**What to do:** Scan the records for "target" and copy each line that contains it.

========

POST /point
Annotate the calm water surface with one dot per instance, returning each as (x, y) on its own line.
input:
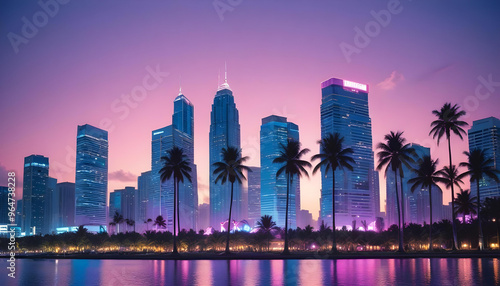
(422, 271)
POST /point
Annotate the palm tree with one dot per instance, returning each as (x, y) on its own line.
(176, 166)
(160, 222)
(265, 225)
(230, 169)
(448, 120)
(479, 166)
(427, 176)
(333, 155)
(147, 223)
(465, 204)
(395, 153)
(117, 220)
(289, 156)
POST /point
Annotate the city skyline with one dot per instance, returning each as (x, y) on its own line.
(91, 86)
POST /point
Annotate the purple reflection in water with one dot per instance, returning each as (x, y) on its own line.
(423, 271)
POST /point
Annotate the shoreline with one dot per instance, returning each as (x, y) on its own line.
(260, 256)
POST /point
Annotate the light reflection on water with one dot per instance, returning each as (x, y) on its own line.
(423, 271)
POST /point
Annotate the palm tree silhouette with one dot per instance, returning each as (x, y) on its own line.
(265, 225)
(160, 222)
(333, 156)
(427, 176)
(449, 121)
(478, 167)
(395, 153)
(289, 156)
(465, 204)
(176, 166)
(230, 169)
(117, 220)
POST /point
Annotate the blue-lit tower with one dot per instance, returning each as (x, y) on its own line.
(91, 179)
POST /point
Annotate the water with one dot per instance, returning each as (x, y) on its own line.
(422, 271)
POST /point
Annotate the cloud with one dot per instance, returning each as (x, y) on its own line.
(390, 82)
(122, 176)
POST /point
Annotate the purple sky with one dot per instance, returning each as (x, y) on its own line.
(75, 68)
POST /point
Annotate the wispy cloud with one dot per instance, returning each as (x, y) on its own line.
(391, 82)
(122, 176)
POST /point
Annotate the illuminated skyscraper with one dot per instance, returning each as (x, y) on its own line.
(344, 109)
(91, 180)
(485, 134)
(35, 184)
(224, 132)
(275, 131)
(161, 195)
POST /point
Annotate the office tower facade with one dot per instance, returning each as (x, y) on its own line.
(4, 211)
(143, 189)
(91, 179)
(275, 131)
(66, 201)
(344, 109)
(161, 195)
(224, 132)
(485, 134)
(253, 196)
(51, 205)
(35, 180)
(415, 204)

========

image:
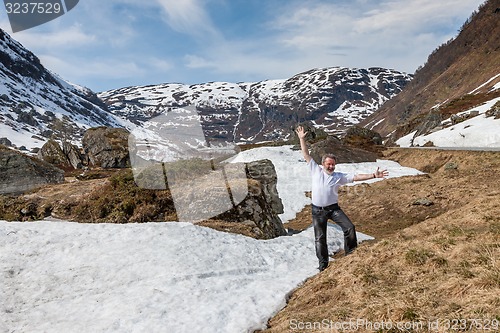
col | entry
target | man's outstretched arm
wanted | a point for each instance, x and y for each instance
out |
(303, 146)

========

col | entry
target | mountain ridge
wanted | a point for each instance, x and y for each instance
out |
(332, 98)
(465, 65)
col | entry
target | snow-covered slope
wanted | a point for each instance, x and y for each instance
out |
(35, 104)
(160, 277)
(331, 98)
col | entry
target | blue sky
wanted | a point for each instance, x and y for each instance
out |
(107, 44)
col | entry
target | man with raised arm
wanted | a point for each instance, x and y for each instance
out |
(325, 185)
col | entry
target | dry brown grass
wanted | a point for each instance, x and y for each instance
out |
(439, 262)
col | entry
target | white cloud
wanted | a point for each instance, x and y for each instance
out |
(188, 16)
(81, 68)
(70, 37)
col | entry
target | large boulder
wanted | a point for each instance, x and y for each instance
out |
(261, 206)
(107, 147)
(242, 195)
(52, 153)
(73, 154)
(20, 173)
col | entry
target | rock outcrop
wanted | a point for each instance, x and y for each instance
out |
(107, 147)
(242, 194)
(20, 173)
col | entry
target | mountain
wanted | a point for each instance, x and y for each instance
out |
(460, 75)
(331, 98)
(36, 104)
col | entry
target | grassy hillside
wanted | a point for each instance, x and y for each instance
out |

========

**Response for this exercise:**
target | man's outstretched arm
target | mountain ridge
target | snow-covered slope
target | blue sky
target | man with raised arm
target | dry brown grass
target | white cloud
target | large boulder
target | rock outcrop
target | mountain
target | grassy hillside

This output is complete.